> _EXERCISE OBJECTIVE_
Return all of the records below word for word, but leave the pictures out.

** BEGIN **

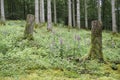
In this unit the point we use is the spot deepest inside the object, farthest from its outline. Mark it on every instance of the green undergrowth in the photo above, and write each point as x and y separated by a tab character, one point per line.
54	55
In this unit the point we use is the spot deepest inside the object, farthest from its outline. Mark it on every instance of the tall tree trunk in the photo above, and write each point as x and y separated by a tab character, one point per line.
2	12
55	14
73	10
69	14
78	14
28	33
49	16
37	12
96	41
42	13
114	26
86	15
99	11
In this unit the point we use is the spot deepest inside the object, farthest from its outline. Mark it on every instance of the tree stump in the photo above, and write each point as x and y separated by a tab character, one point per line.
96	41
30	21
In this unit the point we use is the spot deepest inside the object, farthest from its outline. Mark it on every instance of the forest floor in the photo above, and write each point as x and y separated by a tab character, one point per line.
55	55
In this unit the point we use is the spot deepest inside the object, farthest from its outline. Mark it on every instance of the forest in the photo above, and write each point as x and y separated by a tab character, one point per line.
59	39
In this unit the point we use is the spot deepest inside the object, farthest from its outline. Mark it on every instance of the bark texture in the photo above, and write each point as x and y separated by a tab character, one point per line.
42	11
55	13
2	21
86	15
78	14
69	14
114	26
36	12
28	33
99	10
49	16
96	41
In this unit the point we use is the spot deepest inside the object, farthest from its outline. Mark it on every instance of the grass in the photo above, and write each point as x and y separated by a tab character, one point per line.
54	55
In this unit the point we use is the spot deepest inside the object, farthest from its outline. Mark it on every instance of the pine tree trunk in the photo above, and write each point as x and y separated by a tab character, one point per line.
28	33
36	12
96	41
73	10
69	14
42	13
99	11
78	14
49	16
2	13
55	14
114	26
86	15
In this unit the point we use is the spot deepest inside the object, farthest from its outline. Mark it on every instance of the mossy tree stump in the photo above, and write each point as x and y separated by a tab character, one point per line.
96	41
30	21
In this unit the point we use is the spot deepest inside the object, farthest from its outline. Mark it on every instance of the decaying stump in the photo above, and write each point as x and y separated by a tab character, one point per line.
30	21
96	41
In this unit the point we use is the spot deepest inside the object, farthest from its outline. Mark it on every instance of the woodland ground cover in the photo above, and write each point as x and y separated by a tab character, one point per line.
54	55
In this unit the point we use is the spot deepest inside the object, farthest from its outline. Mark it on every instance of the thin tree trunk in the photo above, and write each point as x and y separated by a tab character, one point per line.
78	14
55	14
73	8
69	14
42	13
99	11
2	12
49	16
96	41
86	15
37	12
114	26
28	33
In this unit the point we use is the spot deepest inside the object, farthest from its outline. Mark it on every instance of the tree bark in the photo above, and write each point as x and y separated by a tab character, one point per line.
42	13
86	15
69	14
36	12
28	33
99	11
73	11
49	16
96	41
78	14
55	14
2	13
114	26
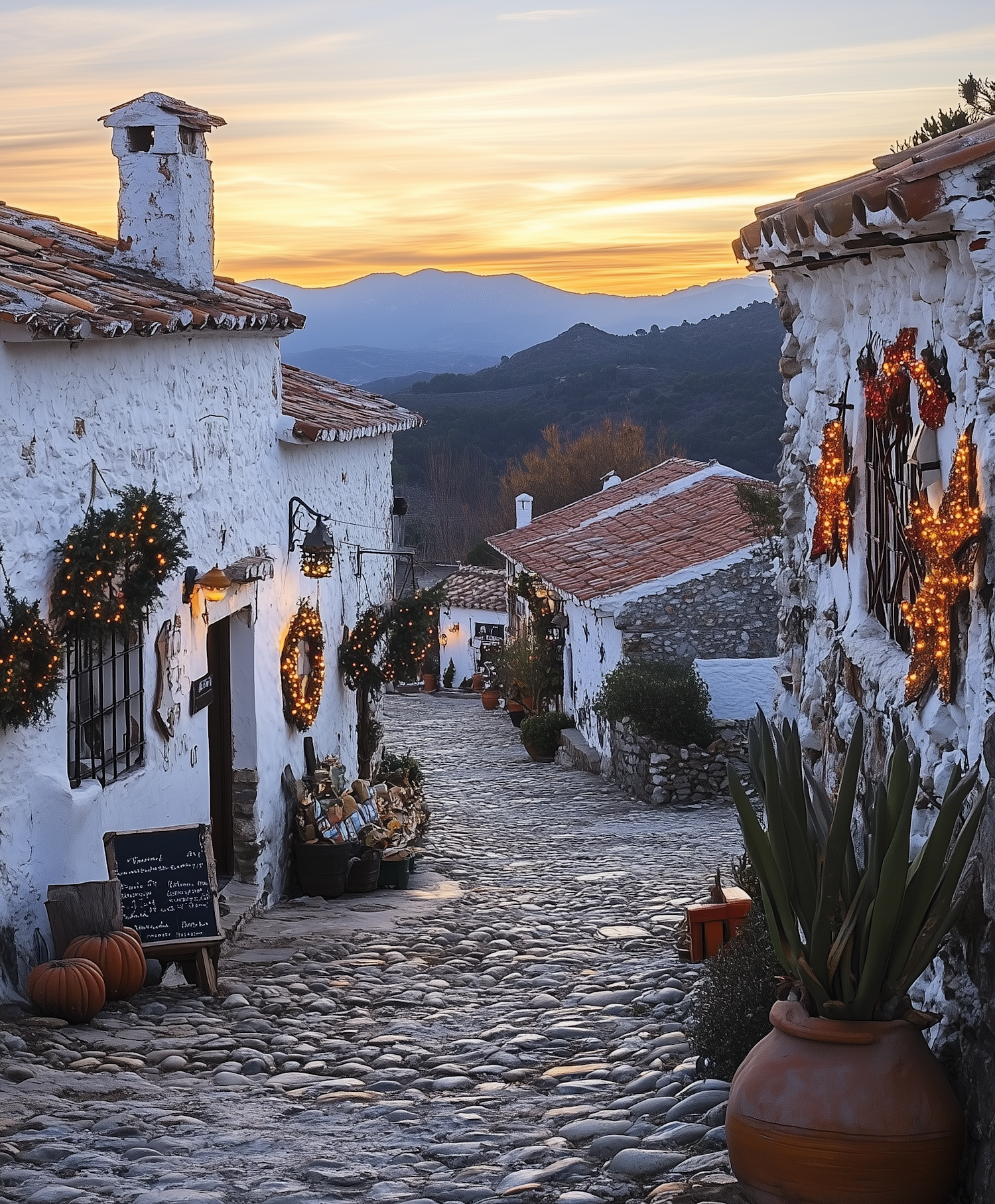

** END **

> _SOLUTION TO THIS PROBLEM_
In this unit the point we use is the spot deepest inside the object, farthest from its outline. Mark it on every instance of the green undergrowth in the photo above, and write each point as x and y separated by a tab character, one point per line.
54	55
In this unit the point we use is the spot deepest inside the object, farthest from its outline. Mark it on every instance of the tall tree trunk in the photo above, and write each point as x and y separated by a tab character, one point per line.
2	12
55	14
73	10
69	14
78	14
28	33
49	16
37	12
96	41
42	13
114	26
86	15
99	11
In this unit the point we use is the spot deepest inside the object, farthest from its outline. Mark it on every instance of the tree stump in the photo above, and write each point as x and y separated by a tab character, one point per line.
96	41
30	21
In this unit the point we use is the spot deepest inside the object, farthest from its outline. Mark it on every instance of the forest floor in the photo above, and write each point as x and y separated by a tab character, one point per line.
55	55
In this unit the point we use is the spot deepest inside the object, farthest from its outline. Mark it on every instance of the forest in the photo above, and write each point as x and y separated by a tab character, one point per line.
59	39
In this unit the point we use is the spot deepest inside the object, farthest from its outline. Mark it on every instance of the bark texture in the photo above, and write each point as x and y separated by a tab character, one point per line.
42	11
55	13
2	21
86	15
78	14
69	14
114	26
36	12
28	33
99	10
49	16
96	41
In this unit the point we use is the spot deepest inside the object, farthest from its outline. Mark it on every instance of the grass in the photo above, and write each point as x and y separated by a tab character, one point per line.
54	55
In this unit the point we use is the spot deepest inside the object, farthest from its outline. Mark it on every instance of the pine tree trunk in the photo above, and write each point as x and y separated by a tab character, one point per line.
28	33
36	12
96	41
73	10
69	14
42	13
99	11
78	14
49	16
2	13
55	14
114	26
86	15
In this unit the point we use is the spot deepest inside the object, farthest from its outline. Mark it on every instance of the mossy tree stump in the photo above, and write each point as x and y separated by a tab character, one point per line.
96	41
30	21
In this unit the point we use is the spot deepest inside the object, farthest from its outline. Mark it on every instance of the decaying stump in the photo above, and write each point as x and y separated by a tab character, one point per line.
30	21
96	41
In this unit the point we use is the spot deepest inside the object, farthest from its outline. Mark it on every instance of the woodland ground cover in the photo above, and write each point as x and y separated by a tab character, one point per line.
54	55
In this unit the point we use is the spot deepest inside the object, farthest from its outline. Mark it on every instance of the thin tree trunk in the photo above, and write each point as x and y separated by a tab character, one point per line.
78	14
55	14
73	8
69	14
42	13
99	11
2	12
49	16
96	41
86	15
37	12
114	26
28	33
In this unit the point we use is the spot deepest inside the object, farthest from its outline. Mark it on every instance of the tree bark in the photo above, and write each point as x and y separated by a tab character, one point per line.
42	13
86	15
69	14
36	12
28	33
99	11
73	11
49	16
96	41
78	14
55	14
2	13
114	26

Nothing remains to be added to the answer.